— Text passage —
==================================================

# My Art Journal :D



## Caitlinpalomino (Nov 16, 2010)

Well instead of making all these threads I thought I might aswell make my own journal!!

I am 13 years old and have been drawing for about 4 years. I mainly draw horses but I want to start drawing some other animals!! 
In the past few months I have tried coloured pencils, charcoal, lead pencils and I have purchased some Acrylic paints that I want to start doing a lot of paintings with

I really really want to get better with my drawings/paintings so critique is welcome!!

anyway enough of me talking here is some of my art!!

Drawing of Charlie (a horse we recently sold) - his colouring was sooooo hard to get right!!









sorry that you cant see it very well i will get some better photos in a minute.


----------



## Caitlinpalomino (Nov 16, 2010)

Here are close ups of the two pictures

Reference photo:









Drawing:










Other Drawing:










Reference Pic:










I know these arnt very good but I will only get better right?


----------



## PintoTess (Aug 18, 2010)

You. Sold. Charlie!?


----------



## Caitlinpalomino (Nov 16, 2010)

:'( I know we had to cause we had to many horses!!


----------



## PintoTess (Aug 18, 2010)

Noooooo!!! I. LOVE. HIM!!


----------



## Caitlinpalomino (Nov 16, 2010)

Hahaha so do I but my dad said we have to but i am glad to hear that at his new home they want to start using him as a litle driving horse!! He would be so adorable as one I think


----------



## PintoTess (Aug 18, 2010)

Oh he would! Nice to hear he went to a good home


----------



## Caitlinpalomino (Nov 16, 2010)

I agree  thankyou!


----------



## Caitlinpalomino (Nov 16, 2010)

Here is my VERY FIRST attempt at painting!!! It is of my dads horse Red, It is done in acrylic. I know that I stuffed up with the nose and mouth

Any critique is greatly appreciated.


----------



## Phantomstallion (Jan 3, 2010)

I love the horse. What breed is he?

And charlie's colouring looks good.


----------



## Caitlinpalomino (Nov 16, 2010)

Thankyou PhantomStallion he is a Miniature X Shetland pony


----------



## Phantomstallion (Jan 3, 2010)

I never tried acrylic so that is probably 100x better than what I could do.


----------



## Caitlinpalomino (Nov 16, 2010)

Well you never know till you try right!! lol


----------



## Phantomstallion (Jan 3, 2010)

Right!


----------



## dreamalittledream (Sep 23, 2010)

these are amazing!
i also love drawing horses, and you've done a good job.
one thing you should try doing, is for the pictures of charlie...

==================================================

— Given data —
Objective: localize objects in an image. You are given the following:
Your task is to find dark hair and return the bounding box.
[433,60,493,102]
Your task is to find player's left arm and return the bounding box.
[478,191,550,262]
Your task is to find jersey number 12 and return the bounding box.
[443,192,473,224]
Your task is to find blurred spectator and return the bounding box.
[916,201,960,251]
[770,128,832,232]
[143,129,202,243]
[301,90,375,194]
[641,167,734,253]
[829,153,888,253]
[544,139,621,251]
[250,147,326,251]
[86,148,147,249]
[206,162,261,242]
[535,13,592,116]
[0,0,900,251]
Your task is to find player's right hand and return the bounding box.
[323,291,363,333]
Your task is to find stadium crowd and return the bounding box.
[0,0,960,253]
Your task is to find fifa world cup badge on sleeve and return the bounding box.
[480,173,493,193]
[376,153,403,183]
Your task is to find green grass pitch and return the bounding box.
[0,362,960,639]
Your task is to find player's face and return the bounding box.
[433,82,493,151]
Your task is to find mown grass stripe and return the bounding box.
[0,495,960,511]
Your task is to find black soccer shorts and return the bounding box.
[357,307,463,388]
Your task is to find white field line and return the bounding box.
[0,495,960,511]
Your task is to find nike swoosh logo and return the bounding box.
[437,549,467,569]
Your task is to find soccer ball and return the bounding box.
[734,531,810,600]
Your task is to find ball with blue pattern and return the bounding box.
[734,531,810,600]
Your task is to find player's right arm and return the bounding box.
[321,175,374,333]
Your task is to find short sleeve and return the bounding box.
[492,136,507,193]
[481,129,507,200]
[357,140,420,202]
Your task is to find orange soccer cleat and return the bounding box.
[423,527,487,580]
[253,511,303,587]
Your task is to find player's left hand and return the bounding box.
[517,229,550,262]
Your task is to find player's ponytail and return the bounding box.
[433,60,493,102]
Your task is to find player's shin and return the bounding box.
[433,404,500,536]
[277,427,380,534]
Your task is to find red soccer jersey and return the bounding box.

==================================================

— Problem 1 —
Copy word for word the stretch of the art journal thread from "I am 13 years" through "critique is welcome!!".
— Problem 2 —
Based on the art journal thread, decide whether each statement agrees with it. Answer yes or no and quote the deciding words.
(a) The person keeping the journal is 13 years old.
(b) The people at Charlie's new home want to use him as a driving horse.
(c) Phantomstallion has painted with acrylic before.
— Problem 3 —
Write the next part of the art journal thread, picking up where it stops.

— Expected answer 1 —
I am 13 years old and have been drawing for about 4 years. I mainly draw horses but I want to start drawing some other animals!! 
In the past few months I have tried coloured pencils, charcoal, lead pencils and I have purchased some Acrylic paints that I want to start doing a lot of paintings with

I really really want to get better with my drawings/paintings so critique is welcome!!

— Expected answer 2 —
(a) Yes: "I am 13 years old"
(b) Yes: "at his new home they want to start using him as a litle driving horse"
(c) No: "I never tried acrylic"

— Expected answer 3 —
i know it can be difficult, but try blending his colours in a bit more.
doing a good job though, looks great!  :lol: :thumbsup:


----------



## Caitlinpalomino (Nov 16, 2010)

thankyou very much I will try that with my next drawing!!


----------



## Phantomstallion (Jan 3, 2010)

Which is gonna appear here right?


----------



## Caitlinpalomino (Nov 16, 2010)

haha Yes it will


----------



## PintoTess (Aug 18, 2010)

That painting is awesome! Also, I love the blending on it as well. Just thinking, Red is bay right? Does he have rusty colour around his muzzle or black?


----------



## Caitlinpalomino (Nov 16, 2010)

Thankyou Pintotess!! Yes Red is a bay and yeah in the photo his muzzle looked black but I didnt quite get it right :/


----------



## PintoTess (Aug 18, 2010)

Oh ok lol! I love it so much!


----------



## Caitlinpalomino (Nov 16, 2010)

That made my day hearing that thankyou!!


----------



## Caitlinpalomino (Nov 16, 2010)

Here is the latest painting that I am working on now it is no were near finished but I am happy with it so far


----------



## Phantomstallion (Jan 3, 2010)

That's is gorgeous!


----------



## Caitlinpalomino (Nov 16, 2010)

Thankyou I will try and get it done tomorow night!!


----------



## PintoTess (Aug 18, 2010)

Looks good so far! Keep it up!


----------



## Caitlinpalomino (Nov 16, 2010)

Thanks Ellen I have been drawing and havnt had time to finish it off yet but I will get around to it


----------



## Caitlinpalomino (Nov 16, 2010)

*Nearly Finished!!!*

I am so close to fiinishing all I have to do is add the main and tail. Well thats what I think anyway, if anyone thinks I could improve anything PLEASE tell me as my sister wants to hang it in her room an I want it to look good!!!

with flash









without flash










Close up


----------



## Phantomstallion (Jan 3, 2010)

That is so cool. You are 100% getting better.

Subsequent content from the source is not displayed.